[Supplied text start]
'Ace of Cakes' star Duff Goldman gives the 'skinny' on Los Angeles indulgences

Last year, Baltimore's "Ace Of Cakes" star Duff Goldman added more layers to his rising confectionary empire, founding Charm City Cakes West and Duff's Cake Mix in Los Angeles.

Strategically centered near the world's most prominent movie and television studios and the city's swankiest neighborhoods, Goldman caters to L.A. 's famously extravagant (and often half-baked) personalities, who relentlessly challenge him to take his cakes to the next tier. And when the Food Network's baking alchemist is not commuting coast to coast, he serves as a culinary ambassador for the American Chef Corps, a government initiative assembled to trade culinary techniques with chefs around the world.


We managed to persuade Goldman to take a break from cake to share his favorite sweet spots around Los Angeles.

You have two enterprises in Los Angeles: Charm City Cakes West and also Duff's Cakemix. What is Cakemix?


It's a do-it-yourself bakery where people can come and learn how to what I do, create custom cakes. …. Essentially, we invite them to play with food. People are amazed to discover that pretty often, they actually can work with one of us.

Where are the shops?

They're right next door to each other in West Hollywood. We put a bunch of windows in the wall so people in Cakemix can see into Charm City Cakes and watch us work.
[Supplied text end]
[Data section start]
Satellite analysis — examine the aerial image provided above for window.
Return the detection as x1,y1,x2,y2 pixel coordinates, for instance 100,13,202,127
[Data section end]
» Set of tasks:
1: Answer these from the Goldman interview, one per line:
(a) Which city is named as home to the "Ace Of Cakes" star?
(b) For what government initiative does Goldman serve as a culinary ambassador?
(c) In what area are his two Los Angeles shops located?
2: List every city or neighborhood named in the Goldman interview.
3: Substitute "workshop" for "bakery" and write out the Goldman interview starting with "It's a do-it-yourself" and going on through "are the shops?".

» Outputs for the tasks:
1:
(a) Baltimore
(b) The American Chef Corps
(c) West Hollywood

2: Baltimore, Los Angeles (also written as L.A.), and West Hollywood.

3:
It's a do-it-yourself workshop where people can come and learn how to what I do, create custom cakes. …. Essentially, we invite them to play with food. People are amazed to discover that pretty often, they actually can work with one of us.

Where are the shops?